-- START OF EXERCISE MATERIALS --
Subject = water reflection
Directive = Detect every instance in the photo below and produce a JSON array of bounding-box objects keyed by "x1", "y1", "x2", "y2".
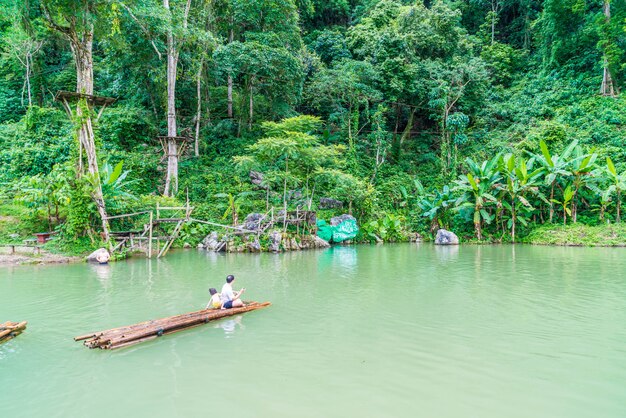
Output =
[
  {"x1": 214, "y1": 315, "x2": 245, "y2": 338},
  {"x1": 89, "y1": 264, "x2": 111, "y2": 284},
  {"x1": 434, "y1": 245, "x2": 459, "y2": 263}
]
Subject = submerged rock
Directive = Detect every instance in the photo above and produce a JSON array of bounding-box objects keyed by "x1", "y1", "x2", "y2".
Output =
[
  {"x1": 87, "y1": 248, "x2": 111, "y2": 263},
  {"x1": 201, "y1": 231, "x2": 226, "y2": 251},
  {"x1": 435, "y1": 229, "x2": 459, "y2": 245}
]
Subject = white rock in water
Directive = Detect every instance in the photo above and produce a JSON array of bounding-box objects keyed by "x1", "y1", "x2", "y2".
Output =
[
  {"x1": 435, "y1": 229, "x2": 459, "y2": 245},
  {"x1": 87, "y1": 248, "x2": 111, "y2": 263}
]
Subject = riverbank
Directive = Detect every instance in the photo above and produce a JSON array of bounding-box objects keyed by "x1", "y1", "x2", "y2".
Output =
[
  {"x1": 0, "y1": 251, "x2": 84, "y2": 267},
  {"x1": 522, "y1": 224, "x2": 626, "y2": 247}
]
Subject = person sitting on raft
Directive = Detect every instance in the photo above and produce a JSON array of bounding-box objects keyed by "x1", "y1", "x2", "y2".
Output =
[
  {"x1": 222, "y1": 274, "x2": 246, "y2": 309},
  {"x1": 204, "y1": 287, "x2": 222, "y2": 309}
]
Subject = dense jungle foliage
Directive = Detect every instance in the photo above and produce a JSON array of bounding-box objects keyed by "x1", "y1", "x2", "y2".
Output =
[{"x1": 0, "y1": 0, "x2": 626, "y2": 247}]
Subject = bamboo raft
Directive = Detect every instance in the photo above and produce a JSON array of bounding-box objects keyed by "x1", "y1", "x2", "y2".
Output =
[
  {"x1": 74, "y1": 302, "x2": 271, "y2": 350},
  {"x1": 0, "y1": 321, "x2": 27, "y2": 343}
]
-- END OF EXERCISE MATERIALS --
## TASK TO CARRY OUT
Reproduce all the entries above with every occurrence of "Detect every instance" changed to "Locate each instance" and nothing else altered, leaving the pictures out.

## SOLUTION TO THIS EXERCISE
Subject = water reflection
Directive = Locate each instance in the photo below and produce a JSON array of bounding-box objects keyed by "x1", "y1", "x2", "y2".
Output =
[
  {"x1": 214, "y1": 315, "x2": 245, "y2": 338},
  {"x1": 89, "y1": 264, "x2": 111, "y2": 284},
  {"x1": 434, "y1": 245, "x2": 459, "y2": 263}
]
Subject = submerged rock
Directive = Locate each instance in the photo above and produce a JSON array of bounding-box objects keyed by "x1", "y1", "x2", "y2".
Output =
[
  {"x1": 87, "y1": 248, "x2": 111, "y2": 263},
  {"x1": 201, "y1": 231, "x2": 226, "y2": 251},
  {"x1": 435, "y1": 229, "x2": 459, "y2": 245}
]
Subject = white rock in water
Directive = Locate each instance in the photo above and produce a JSON array of bounding-box objects keyed by "x1", "y1", "x2", "y2".
Output =
[
  {"x1": 435, "y1": 229, "x2": 459, "y2": 245},
  {"x1": 87, "y1": 248, "x2": 111, "y2": 263}
]
Subject = riverbank
Directive = Locate each instance in the photo above and produce a JSON array of bounding-box objects keyed by "x1", "y1", "x2", "y2".
Output =
[
  {"x1": 0, "y1": 251, "x2": 84, "y2": 267},
  {"x1": 522, "y1": 224, "x2": 626, "y2": 247}
]
Subject = person sitting on raft
Directive = Locate each instance in the photo above and produce a JSON array of bounding-box objects keyed by "x1", "y1", "x2", "y2".
Output =
[
  {"x1": 222, "y1": 274, "x2": 246, "y2": 309},
  {"x1": 204, "y1": 287, "x2": 222, "y2": 309}
]
Subject = dense jungle foliage
Directive = Locate each instance in the photo above and produce a JSON array of bounding-box objects keyed by "x1", "y1", "x2", "y2".
Output =
[{"x1": 0, "y1": 0, "x2": 626, "y2": 247}]
Subject = bamboo raft
Directive = Locate each instance in the photo above and produce a JSON array of bounding-box objects keyed by "x1", "y1", "x2", "y2".
Output =
[
  {"x1": 74, "y1": 302, "x2": 271, "y2": 350},
  {"x1": 0, "y1": 321, "x2": 27, "y2": 343}
]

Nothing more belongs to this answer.